## EXCERPT
▼

Functional Programming (in #scala) for the rest of us

Whoever tries to learn Scala immediately encounters talk about Functional Programming.

 

The first step is having functions as first-class citizens. This opens up new ways of programming, and the Scala collection library if far superior to Java's because of it. There are many examples of how boilerplate loops of creating and populating new collections can be replaced by a succint one liner of using `map`.

 

In this post I'll try to explain the more advanced concepts of Functors, Applicatives and Monads. I'm doing it starting from everyday OO and building the API and the implementation as we go along.

 

(Note: This paper was not easy to write and may still be confusing despite my best efforts. I would love to hear your thoughts and suggestions in the comments, or through twitter: @ittayd)

 

So what are these? In general, they are abstractions or design patterns that allow to work with values that are wrapped in some context.

▲

## INFORMATION SUPPLIED
▼

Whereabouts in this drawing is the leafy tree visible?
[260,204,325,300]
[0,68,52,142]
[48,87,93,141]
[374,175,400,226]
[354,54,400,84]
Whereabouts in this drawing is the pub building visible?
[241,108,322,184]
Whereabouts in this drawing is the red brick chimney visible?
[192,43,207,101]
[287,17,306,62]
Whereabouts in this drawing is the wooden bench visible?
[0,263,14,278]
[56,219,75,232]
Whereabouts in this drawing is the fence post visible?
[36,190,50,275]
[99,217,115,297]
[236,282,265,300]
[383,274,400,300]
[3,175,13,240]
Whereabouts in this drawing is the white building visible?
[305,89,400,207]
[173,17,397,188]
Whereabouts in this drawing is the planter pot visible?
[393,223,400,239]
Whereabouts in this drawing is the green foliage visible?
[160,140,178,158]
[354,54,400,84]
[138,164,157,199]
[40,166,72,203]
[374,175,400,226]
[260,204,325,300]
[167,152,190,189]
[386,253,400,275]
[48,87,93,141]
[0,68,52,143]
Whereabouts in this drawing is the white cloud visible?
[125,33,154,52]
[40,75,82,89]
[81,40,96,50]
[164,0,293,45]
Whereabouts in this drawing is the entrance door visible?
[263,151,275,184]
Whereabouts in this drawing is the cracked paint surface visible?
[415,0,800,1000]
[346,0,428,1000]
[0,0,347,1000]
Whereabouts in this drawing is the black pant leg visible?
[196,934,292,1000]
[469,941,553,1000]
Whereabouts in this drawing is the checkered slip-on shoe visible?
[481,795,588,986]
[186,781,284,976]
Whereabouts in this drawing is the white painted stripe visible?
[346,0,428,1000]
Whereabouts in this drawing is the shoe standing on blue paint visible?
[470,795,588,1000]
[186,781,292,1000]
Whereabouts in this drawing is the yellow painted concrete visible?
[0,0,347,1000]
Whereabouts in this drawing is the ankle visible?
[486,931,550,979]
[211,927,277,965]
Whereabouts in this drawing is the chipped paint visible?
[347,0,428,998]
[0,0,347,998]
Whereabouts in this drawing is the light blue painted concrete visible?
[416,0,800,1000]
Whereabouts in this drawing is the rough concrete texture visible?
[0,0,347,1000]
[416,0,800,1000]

▲

In the Scala functional programming text:
1. What does it call the first step?
2. Which three advanced concepts does it set out to explain?
3. In general, what does it say these concepts are?

1. Having functions as first-class citizens.
2. Functors, Applicatives and Monads.
3. Abstractions or design patterns that allow working with values wrapped in some context.